Excerpted text START
Michael Abiero Makene, 73, was born in and still lives in the village of Bukama in Tanzania. In 1975 the local government started to promote tree planting in his village and Michael joined this initiative. Over the years, he became more involved in tree planting and the development of tree nurseries, working with government departments and non-governmental organizations. However, the strategies employed by these organizations were not sustainable and his tree planting initiatives failed over time.
In 2007, World Neighbors (WN) started working with communities in Rorya District. Michael was impressed by WN’s approach to development, especially its strategy of working through community groups. He convinced some members from his village who were interested in environmental conservation to join him in forming a group (Muhunda) so that they could work together to improve environmental conservation as well as their livelihoods.
WN supported the Muhunda group by training them in tree nursery development and tree planting as well as budding and grafting. WN also facilitated getting access to materials such as watering cans and tree seeds. Michael has planted a wide variety of trees on his farm that include jacaranda, mesopsis (umbrella tree), pine, acacia (spp), albizia, glyricidia, caliandra, moringa, casuarina, azedarach, grevillea robusta and markhamia lutea. Through the training, Michael has become a successful tree farmer and the trees are managed so well that the survival rate is over 80%. The trees provide shade, timber, medicine, firewood, and charcoal; they also act as wind breakers, and beautify the homestead. Michael has realized an increase in his farm productivity because he uses tree leaves and other biomatter from the trees as manure.
Based on his experience over the years, Michael noticed that fruit trees rarely die even in periods of severe drought, especially indigenous varieties. This is because they are adapted to local ecological and weather conditions. Their roots go deep into the soil, they are resistant to local pests and diseases, and grow in a wide range of soils. Michael has realized that the cultivation of fruit trees is a viable strategy for addressing the effects of climate change. He has started sourcing for and preparing seeds, and producing tree seedlings in nurseries that he plants and also sells to his neighbors and in nearby markets. Michael attended various trainings organized by the WN program on community health and therefore knows the value of fruits as a source of vitamins and in improving the health of families. The training further motivated him to plant more fruit trees. He planted a variety of fruits that include mangoes, guava, pawpaw, oranges, pomegranates, pineapples, passion fruit, tamarind, jack fruit, and syzygium cuminii (jamna).
Excerpted text END
Input data START
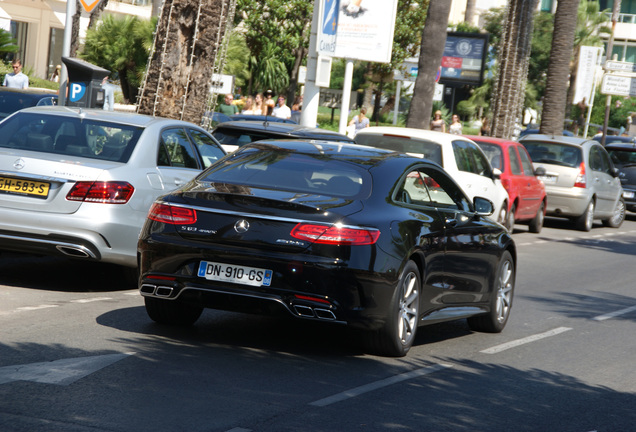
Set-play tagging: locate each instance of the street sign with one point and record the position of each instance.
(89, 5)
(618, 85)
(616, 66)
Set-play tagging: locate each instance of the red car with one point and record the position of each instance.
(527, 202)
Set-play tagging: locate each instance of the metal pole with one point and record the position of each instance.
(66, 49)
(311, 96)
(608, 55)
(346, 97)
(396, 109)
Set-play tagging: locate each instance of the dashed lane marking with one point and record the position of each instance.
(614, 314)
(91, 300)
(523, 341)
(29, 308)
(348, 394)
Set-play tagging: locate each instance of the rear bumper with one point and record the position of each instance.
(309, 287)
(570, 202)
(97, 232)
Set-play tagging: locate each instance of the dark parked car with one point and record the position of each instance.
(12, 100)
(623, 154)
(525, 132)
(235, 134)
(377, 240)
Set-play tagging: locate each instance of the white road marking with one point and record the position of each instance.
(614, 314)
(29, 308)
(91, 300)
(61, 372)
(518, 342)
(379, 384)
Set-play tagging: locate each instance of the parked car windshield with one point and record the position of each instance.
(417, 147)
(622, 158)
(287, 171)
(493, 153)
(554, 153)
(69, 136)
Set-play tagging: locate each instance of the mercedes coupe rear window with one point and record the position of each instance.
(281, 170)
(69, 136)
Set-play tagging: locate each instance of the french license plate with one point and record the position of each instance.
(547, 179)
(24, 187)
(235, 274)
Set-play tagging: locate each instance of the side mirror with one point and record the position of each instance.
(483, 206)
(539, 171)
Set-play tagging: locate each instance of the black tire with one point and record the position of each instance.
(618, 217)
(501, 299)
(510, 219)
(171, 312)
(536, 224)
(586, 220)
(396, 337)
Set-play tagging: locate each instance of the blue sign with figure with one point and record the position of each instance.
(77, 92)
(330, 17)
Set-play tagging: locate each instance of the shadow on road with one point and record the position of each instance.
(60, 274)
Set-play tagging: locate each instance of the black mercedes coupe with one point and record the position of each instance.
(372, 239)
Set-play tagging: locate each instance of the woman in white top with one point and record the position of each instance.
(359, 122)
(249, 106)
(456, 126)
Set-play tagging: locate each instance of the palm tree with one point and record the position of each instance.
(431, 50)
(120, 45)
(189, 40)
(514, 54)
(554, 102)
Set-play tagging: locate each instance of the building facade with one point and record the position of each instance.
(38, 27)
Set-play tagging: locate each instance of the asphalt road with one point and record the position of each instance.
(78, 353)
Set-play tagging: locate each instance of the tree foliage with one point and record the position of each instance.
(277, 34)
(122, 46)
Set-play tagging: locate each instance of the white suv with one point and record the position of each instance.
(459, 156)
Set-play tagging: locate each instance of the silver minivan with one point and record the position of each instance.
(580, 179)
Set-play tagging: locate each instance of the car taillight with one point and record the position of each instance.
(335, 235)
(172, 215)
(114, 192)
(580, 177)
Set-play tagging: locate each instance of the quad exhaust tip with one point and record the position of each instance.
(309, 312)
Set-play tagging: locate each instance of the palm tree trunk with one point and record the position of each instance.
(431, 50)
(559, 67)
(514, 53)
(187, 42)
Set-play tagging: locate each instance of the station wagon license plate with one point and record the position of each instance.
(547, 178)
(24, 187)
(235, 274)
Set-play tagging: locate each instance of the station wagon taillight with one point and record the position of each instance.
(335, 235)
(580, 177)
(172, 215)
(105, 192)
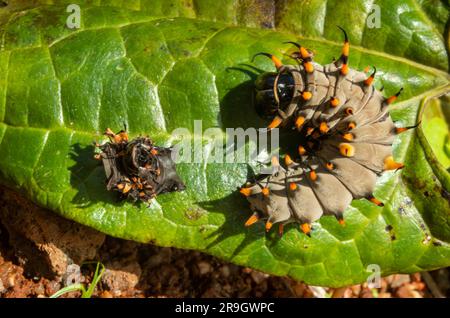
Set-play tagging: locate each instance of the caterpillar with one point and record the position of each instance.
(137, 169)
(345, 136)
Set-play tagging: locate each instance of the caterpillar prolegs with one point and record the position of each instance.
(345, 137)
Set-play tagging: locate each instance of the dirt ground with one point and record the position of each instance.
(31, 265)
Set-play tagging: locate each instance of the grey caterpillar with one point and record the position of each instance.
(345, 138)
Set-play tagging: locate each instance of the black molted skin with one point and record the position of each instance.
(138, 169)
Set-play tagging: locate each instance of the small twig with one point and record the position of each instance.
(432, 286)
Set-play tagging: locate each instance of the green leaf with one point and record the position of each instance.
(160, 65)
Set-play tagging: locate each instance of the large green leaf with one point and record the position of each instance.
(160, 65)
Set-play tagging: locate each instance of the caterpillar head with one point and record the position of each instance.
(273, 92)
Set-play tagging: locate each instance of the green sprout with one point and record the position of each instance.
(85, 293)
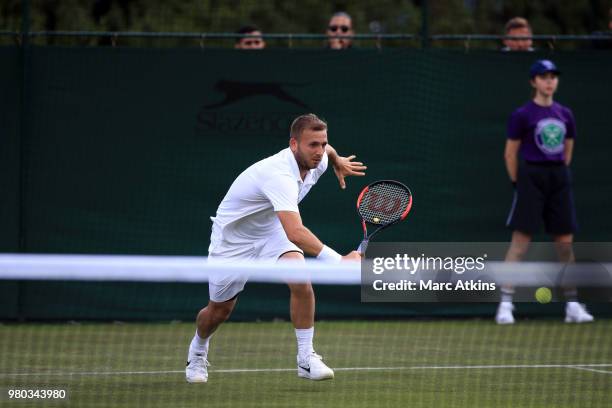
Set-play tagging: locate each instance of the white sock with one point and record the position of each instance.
Input data END
> **Assignment 1**:
In the text about Michael Abiero Makene, what name did his village group take?
> **Assignment 2**:
From the text about Michael Abiero Makene, reproduce the stretch from "Michael Abiero Makene, 73, was" through "failed over time.".

> **Answer section 1**:
Muhunda

> **Answer section 2**:
Michael Abiero Makene, 73, was born in and still lives in the village of Bukama in Tanzania. In 1975 the local government started to promote tree planting in his village and Michael joined this initiative. Over the years, he became more involved in tree planting and the development of tree nurseries, working with government departments and non-governmental organizations. However, the strategies employed by these organizations were not sustainable and his tree planting initiatives failed over time.